**WHAT IS REQUIRED**
Write out all of the material below word for word.

------ DATASET ENTRIES ------

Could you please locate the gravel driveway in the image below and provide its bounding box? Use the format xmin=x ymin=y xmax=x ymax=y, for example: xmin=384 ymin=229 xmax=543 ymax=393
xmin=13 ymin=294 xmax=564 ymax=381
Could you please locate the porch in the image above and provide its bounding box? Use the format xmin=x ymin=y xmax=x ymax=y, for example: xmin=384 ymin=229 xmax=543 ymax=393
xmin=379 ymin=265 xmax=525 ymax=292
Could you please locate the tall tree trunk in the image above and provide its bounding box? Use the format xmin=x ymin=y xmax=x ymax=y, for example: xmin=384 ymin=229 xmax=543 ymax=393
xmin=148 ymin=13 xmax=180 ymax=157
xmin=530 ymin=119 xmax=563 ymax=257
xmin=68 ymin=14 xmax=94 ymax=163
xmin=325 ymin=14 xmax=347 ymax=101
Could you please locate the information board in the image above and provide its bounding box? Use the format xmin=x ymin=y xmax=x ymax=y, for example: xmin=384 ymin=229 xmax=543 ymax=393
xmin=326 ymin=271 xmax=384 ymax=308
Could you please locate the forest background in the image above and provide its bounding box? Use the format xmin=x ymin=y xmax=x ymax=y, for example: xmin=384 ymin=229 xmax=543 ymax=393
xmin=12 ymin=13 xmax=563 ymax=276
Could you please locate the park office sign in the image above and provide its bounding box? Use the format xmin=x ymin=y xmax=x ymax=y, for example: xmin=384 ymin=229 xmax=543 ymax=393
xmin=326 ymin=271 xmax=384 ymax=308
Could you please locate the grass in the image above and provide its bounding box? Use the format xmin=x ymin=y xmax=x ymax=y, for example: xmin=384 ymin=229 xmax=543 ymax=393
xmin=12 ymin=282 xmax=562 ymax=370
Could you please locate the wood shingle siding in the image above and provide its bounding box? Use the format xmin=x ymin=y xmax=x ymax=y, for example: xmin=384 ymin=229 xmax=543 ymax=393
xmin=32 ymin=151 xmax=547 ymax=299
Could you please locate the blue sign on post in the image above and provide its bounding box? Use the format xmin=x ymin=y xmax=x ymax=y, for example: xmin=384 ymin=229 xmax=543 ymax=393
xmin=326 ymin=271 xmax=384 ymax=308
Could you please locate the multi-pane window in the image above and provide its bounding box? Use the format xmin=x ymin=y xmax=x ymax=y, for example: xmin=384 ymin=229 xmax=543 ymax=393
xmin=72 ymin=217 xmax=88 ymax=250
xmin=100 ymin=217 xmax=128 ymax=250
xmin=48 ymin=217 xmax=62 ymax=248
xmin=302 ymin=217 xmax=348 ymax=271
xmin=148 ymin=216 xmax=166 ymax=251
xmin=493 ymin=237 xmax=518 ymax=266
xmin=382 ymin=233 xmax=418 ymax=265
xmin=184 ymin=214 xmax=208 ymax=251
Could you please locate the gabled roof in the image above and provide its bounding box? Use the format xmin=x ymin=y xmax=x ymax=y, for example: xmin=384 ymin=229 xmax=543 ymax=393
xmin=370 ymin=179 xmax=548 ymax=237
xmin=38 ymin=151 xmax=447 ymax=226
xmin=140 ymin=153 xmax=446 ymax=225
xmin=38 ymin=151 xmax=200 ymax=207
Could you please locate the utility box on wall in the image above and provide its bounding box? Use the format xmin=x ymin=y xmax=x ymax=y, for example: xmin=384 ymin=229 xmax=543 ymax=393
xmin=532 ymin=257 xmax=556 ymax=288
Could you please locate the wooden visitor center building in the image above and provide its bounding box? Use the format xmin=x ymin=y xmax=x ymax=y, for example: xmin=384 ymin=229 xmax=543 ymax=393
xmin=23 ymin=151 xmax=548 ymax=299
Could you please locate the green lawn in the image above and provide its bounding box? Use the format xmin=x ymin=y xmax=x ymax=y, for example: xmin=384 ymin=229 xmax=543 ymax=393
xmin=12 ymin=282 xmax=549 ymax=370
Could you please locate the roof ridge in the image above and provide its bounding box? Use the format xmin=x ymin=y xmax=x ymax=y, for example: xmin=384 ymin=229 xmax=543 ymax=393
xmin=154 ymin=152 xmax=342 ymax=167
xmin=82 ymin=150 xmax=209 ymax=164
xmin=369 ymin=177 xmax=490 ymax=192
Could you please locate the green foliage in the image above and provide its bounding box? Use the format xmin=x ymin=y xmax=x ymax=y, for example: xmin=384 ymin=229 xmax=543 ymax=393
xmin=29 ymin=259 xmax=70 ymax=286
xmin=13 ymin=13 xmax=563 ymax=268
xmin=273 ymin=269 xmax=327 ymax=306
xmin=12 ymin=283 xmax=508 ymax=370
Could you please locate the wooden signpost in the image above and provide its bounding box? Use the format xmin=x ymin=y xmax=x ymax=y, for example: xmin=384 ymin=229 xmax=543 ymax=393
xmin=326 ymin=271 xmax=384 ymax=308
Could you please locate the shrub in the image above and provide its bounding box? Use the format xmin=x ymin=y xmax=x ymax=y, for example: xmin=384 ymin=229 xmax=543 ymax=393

------

**ANSWER TO THIS EXERCISE**
Could you please locate the gravel driveway in the image below and provide its bounding box? Use the format xmin=x ymin=y xmax=x ymax=y, for example: xmin=384 ymin=229 xmax=543 ymax=393
xmin=13 ymin=294 xmax=564 ymax=381
Could you please locate the porch in the image above and provide its bounding box? Use the format xmin=x ymin=y xmax=x ymax=y, for example: xmin=384 ymin=229 xmax=543 ymax=393
xmin=379 ymin=265 xmax=525 ymax=292
Could you please locate the tall tree trunk in the image above and provide its bounding box? Use the format xmin=x ymin=y xmax=x ymax=y, for example: xmin=384 ymin=229 xmax=543 ymax=393
xmin=148 ymin=13 xmax=180 ymax=157
xmin=530 ymin=119 xmax=563 ymax=257
xmin=68 ymin=14 xmax=94 ymax=163
xmin=325 ymin=14 xmax=347 ymax=101
Could you please locate the information board in the image above and provide its bounding box? Use the format xmin=x ymin=y xmax=x ymax=y, for example: xmin=384 ymin=229 xmax=543 ymax=393
xmin=326 ymin=271 xmax=384 ymax=308
Could you please locate the forest background in the image above and provide its bounding box? Use the format xmin=x ymin=y xmax=x ymax=y, for example: xmin=384 ymin=229 xmax=543 ymax=393
xmin=12 ymin=13 xmax=563 ymax=276
Could you please locate the park office sign in the image above and provide its bounding box? Use the format xmin=x ymin=y xmax=x ymax=y, for example: xmin=384 ymin=229 xmax=543 ymax=393
xmin=326 ymin=271 xmax=384 ymax=308
Could you please locate the grass in the image above and provide its bounding box? Use the format xmin=x ymin=y xmax=x ymax=y, for example: xmin=384 ymin=229 xmax=543 ymax=393
xmin=12 ymin=282 xmax=562 ymax=370
Could you please locate the wood shingle siding in the image above and provide its bounding box? Use the format xmin=x ymin=y xmax=x ymax=y, for example: xmin=384 ymin=229 xmax=543 ymax=393
xmin=32 ymin=151 xmax=547 ymax=299
Could you please locate the blue sign on post in the image above and provide its bounding box? Use the format xmin=x ymin=y xmax=x ymax=y, for example: xmin=384 ymin=229 xmax=543 ymax=393
xmin=326 ymin=271 xmax=384 ymax=308
Could you please locate the multi-pane window in the image above and provide its bounding box? Use the format xmin=x ymin=y xmax=x ymax=y, for example: xmin=384 ymin=229 xmax=543 ymax=393
xmin=72 ymin=217 xmax=88 ymax=250
xmin=100 ymin=217 xmax=128 ymax=250
xmin=48 ymin=217 xmax=62 ymax=248
xmin=302 ymin=217 xmax=348 ymax=271
xmin=148 ymin=216 xmax=166 ymax=251
xmin=493 ymin=237 xmax=518 ymax=266
xmin=382 ymin=233 xmax=418 ymax=265
xmin=184 ymin=214 xmax=208 ymax=251
Could you please locate the gabled roof in the image above and provide its bounding box? Use the format xmin=x ymin=y xmax=x ymax=y, for example: xmin=384 ymin=229 xmax=543 ymax=393
xmin=370 ymin=179 xmax=548 ymax=237
xmin=38 ymin=151 xmax=447 ymax=226
xmin=140 ymin=153 xmax=446 ymax=225
xmin=38 ymin=151 xmax=200 ymax=207
Could you please locate the utility box on wall in the image above and provide its bounding box? Use the format xmin=x ymin=y xmax=x ymax=y, for example: xmin=384 ymin=229 xmax=543 ymax=393
xmin=532 ymin=257 xmax=556 ymax=288
Could you please locate the wooden visitor center building in the image above and provide its bounding box? Use the format xmin=x ymin=y xmax=x ymax=y, for example: xmin=384 ymin=229 xmax=543 ymax=393
xmin=23 ymin=151 xmax=548 ymax=299
Could you please locate the green lawn in the image above and provide its bounding box? Use the format xmin=x ymin=y xmax=x ymax=y, for example: xmin=384 ymin=229 xmax=543 ymax=393
xmin=12 ymin=282 xmax=549 ymax=370
Could you please locate the roof ridge in the image above and provide its bounding box? Use the format xmin=x ymin=y xmax=x ymax=y, for example: xmin=384 ymin=229 xmax=543 ymax=393
xmin=154 ymin=152 xmax=342 ymax=167
xmin=82 ymin=150 xmax=209 ymax=164
xmin=369 ymin=177 xmax=490 ymax=192
Could you please locate the green foliage in the image above and provide its bounding box? Use the format xmin=x ymin=y xmax=x ymax=y, for example: xmin=384 ymin=229 xmax=543 ymax=393
xmin=29 ymin=259 xmax=70 ymax=286
xmin=13 ymin=13 xmax=563 ymax=268
xmin=273 ymin=269 xmax=327 ymax=306
xmin=12 ymin=283 xmax=508 ymax=370
Could you please locate the wooden signpost in the image above and provide its bounding box? Use the format xmin=x ymin=y xmax=x ymax=y, for example: xmin=384 ymin=229 xmax=543 ymax=393
xmin=326 ymin=271 xmax=384 ymax=308
Could you please locate the shrub in the image above and provide its bounding box? Use the format xmin=x ymin=y xmax=x ymax=y, for example: xmin=384 ymin=229 xmax=543 ymax=393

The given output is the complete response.